#### PROBLEM TO WORK ON
Go through the records below from the first line and print each one exactly, stopping after the line that contains "One marker per instance, like [123,252].". Do not print pictures or anything past that line.
Start of RECORDS FOR THIS EXERCISE
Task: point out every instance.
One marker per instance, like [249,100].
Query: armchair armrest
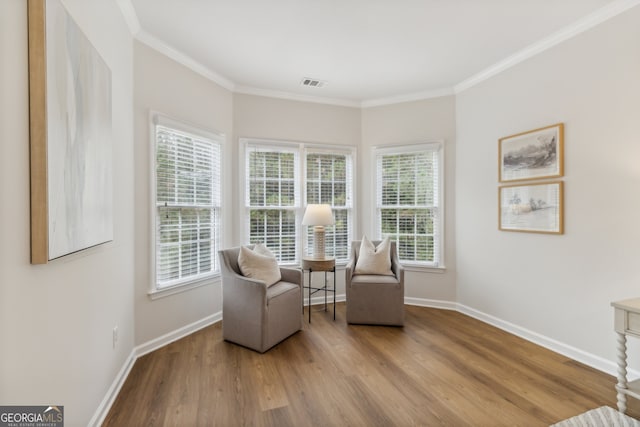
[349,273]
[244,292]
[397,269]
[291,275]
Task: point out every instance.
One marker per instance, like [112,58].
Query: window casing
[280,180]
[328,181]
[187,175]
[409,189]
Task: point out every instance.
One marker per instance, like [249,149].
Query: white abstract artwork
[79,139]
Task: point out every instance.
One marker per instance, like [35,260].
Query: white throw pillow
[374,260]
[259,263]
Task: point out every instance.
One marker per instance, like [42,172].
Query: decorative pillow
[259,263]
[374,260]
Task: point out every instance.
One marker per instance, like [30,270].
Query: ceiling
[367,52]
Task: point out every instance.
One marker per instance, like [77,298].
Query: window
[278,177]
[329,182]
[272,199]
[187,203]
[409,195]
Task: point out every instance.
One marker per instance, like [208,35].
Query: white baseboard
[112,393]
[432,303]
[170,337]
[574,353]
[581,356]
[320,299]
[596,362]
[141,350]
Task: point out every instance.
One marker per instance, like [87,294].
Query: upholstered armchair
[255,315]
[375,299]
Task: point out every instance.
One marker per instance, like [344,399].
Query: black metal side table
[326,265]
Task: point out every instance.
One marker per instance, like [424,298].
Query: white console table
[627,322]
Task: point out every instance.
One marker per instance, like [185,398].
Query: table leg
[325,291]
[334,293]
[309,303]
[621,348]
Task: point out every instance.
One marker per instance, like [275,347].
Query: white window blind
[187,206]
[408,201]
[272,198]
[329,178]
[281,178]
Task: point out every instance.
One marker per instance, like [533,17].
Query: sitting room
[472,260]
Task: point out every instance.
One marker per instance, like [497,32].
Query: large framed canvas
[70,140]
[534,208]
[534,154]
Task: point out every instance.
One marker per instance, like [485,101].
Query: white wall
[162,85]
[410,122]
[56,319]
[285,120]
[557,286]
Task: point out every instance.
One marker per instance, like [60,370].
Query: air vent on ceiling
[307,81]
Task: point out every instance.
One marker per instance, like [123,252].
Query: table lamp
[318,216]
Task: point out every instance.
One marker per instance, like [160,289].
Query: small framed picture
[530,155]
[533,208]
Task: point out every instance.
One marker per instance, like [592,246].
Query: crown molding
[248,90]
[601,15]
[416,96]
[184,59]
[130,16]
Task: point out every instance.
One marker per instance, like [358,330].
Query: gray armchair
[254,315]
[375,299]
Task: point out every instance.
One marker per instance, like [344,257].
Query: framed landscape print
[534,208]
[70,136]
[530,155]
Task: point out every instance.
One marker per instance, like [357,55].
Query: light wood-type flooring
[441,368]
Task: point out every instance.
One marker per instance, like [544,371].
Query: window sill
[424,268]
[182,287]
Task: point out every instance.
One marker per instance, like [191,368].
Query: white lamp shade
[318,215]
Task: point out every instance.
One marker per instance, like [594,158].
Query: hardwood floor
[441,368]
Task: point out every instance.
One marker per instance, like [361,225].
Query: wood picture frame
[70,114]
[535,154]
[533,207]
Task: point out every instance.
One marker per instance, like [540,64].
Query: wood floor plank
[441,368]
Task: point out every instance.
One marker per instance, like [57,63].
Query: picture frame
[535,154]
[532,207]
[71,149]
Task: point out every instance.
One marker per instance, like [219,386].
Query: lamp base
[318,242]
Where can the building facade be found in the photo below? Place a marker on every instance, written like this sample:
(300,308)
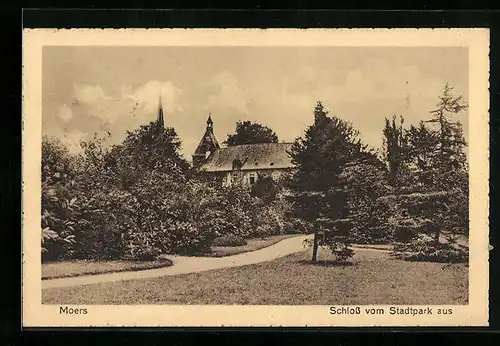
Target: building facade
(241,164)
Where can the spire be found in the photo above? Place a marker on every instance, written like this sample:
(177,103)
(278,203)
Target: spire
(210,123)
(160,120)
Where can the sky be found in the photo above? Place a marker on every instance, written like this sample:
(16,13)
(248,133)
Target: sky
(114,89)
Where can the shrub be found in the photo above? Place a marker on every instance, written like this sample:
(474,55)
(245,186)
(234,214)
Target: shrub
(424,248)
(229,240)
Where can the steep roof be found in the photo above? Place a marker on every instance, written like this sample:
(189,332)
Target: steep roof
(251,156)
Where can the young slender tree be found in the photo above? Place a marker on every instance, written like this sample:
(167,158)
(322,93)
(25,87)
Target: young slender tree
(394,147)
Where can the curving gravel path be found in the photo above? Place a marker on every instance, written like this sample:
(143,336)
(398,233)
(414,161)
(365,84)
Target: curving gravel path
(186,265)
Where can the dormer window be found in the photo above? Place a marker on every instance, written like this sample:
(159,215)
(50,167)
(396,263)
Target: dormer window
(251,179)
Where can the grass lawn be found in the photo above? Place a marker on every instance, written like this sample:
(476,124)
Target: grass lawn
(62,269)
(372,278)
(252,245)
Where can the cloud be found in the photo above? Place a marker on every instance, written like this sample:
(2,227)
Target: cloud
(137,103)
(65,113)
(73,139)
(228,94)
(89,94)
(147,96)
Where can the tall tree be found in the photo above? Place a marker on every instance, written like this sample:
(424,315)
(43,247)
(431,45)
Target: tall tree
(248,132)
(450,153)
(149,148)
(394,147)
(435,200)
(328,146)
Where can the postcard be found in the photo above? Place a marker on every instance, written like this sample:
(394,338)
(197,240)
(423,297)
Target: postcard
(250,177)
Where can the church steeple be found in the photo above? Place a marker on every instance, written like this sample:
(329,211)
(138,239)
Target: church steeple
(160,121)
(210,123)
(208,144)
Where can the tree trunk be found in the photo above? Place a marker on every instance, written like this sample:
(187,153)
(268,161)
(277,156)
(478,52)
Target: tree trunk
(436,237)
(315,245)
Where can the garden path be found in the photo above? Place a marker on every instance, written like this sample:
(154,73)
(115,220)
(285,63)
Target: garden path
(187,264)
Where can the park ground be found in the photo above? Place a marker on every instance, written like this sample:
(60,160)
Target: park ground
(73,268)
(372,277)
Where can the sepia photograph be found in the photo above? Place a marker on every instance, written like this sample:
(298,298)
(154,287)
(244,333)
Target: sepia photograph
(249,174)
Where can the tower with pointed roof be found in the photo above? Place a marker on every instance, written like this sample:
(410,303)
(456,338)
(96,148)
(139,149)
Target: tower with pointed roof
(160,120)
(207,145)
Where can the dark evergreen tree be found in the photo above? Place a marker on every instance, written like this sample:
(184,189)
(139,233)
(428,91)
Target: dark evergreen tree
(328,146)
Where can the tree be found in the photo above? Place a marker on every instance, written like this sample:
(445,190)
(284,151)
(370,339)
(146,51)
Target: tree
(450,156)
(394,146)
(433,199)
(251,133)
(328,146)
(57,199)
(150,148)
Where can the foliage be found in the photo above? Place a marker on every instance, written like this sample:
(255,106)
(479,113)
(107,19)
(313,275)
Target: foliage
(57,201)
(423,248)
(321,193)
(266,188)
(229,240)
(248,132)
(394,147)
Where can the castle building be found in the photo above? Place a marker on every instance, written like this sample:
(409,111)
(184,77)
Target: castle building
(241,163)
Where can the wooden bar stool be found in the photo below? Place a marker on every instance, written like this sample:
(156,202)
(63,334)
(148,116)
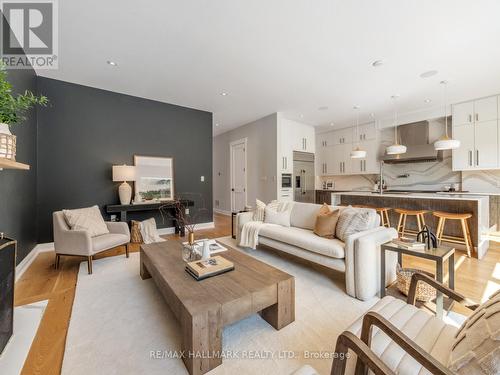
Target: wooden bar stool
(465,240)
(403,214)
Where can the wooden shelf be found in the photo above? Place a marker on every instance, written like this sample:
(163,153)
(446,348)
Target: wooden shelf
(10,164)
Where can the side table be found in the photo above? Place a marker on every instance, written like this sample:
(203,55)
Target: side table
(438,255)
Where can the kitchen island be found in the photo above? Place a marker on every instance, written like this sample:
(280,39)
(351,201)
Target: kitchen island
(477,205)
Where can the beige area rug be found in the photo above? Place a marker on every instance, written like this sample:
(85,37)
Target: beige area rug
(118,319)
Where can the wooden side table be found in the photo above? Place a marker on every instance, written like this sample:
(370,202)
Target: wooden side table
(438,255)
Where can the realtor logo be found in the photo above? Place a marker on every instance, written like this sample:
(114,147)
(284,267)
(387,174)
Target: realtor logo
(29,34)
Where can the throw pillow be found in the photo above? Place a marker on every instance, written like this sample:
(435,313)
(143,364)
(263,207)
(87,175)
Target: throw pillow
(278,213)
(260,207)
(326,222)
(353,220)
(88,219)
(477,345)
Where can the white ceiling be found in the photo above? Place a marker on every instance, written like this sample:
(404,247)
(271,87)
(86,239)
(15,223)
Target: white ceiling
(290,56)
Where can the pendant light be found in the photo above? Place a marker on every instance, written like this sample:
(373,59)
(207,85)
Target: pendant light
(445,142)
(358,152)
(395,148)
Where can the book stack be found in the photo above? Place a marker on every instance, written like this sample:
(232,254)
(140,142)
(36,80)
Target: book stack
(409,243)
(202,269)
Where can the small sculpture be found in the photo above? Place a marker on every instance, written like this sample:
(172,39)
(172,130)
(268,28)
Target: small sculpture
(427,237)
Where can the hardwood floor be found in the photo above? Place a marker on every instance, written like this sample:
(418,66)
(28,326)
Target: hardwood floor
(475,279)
End of RECORDS FOR THIS EXERCISE
#### EXERCISE ANSWER
Task: point out every instance.
One marker per instance, like [249,100].
Query: armchair armrest
[349,273]
[244,292]
[397,269]
[291,275]
Task: point out every instance.
One marker per instance, like [112,58].
Query: window casing
[280,180]
[328,181]
[187,175]
[409,189]
Task: point out every instance.
One marker per instance, like [249,149].
Query: white abstract artwork
[79,139]
Task: point out every instance.
One marker per instance, like [35,260].
Query: white throw pillow
[374,260]
[259,263]
Task: point out every instance.
One marker per instance, like [42,172].
Query: decorative pillow
[259,263]
[374,260]
Task: point out every instance.
One marker per instance, like [30,270].
Query: ceiling
[367,52]
Task: point out every instance.
One marker per instance, like [77,298].
Query: window
[278,177]
[329,182]
[272,199]
[187,203]
[409,195]
Task: point out every instance.
One marker per instance, like [208,35].
Query: white baseboard
[112,393]
[432,303]
[170,337]
[574,353]
[581,356]
[320,299]
[596,362]
[141,350]
Task: point out every instance.
One marker per instance, like [87,294].
Query: upholstered armchair
[255,315]
[375,299]
Task: point out every instance.
One marker per instance, like [344,399].
Query: black metal side table
[326,265]
Task: point out every instance.
One marker per instance, like [424,298].
Query: white console table
[627,322]
Task: point out every instance.
One marker per instance, like [185,398].
Query: table leg
[325,291]
[334,293]
[309,303]
[621,348]
Task: point out every instance.
One marker per instance, like [275,347].
Query: white window blind
[187,206]
[408,201]
[272,198]
[329,178]
[281,178]
Task: point out every instance.
One marker per instance, like [533,17].
Query: sitting room
[472,260]
Task: point out every instance.
One marker per instance, like [497,32].
Query: large framed canvas
[70,140]
[534,208]
[534,154]
Task: point out every instance.
One marker per instance, like [485,101].
Query: white wall
[162,85]
[410,122]
[56,319]
[285,120]
[557,286]
Task: point out every instance.
One marker per instance, like [60,370].
Query: air vent on ceiling
[307,81]
Task: point out every instance.
One marker per instance, like [123,252].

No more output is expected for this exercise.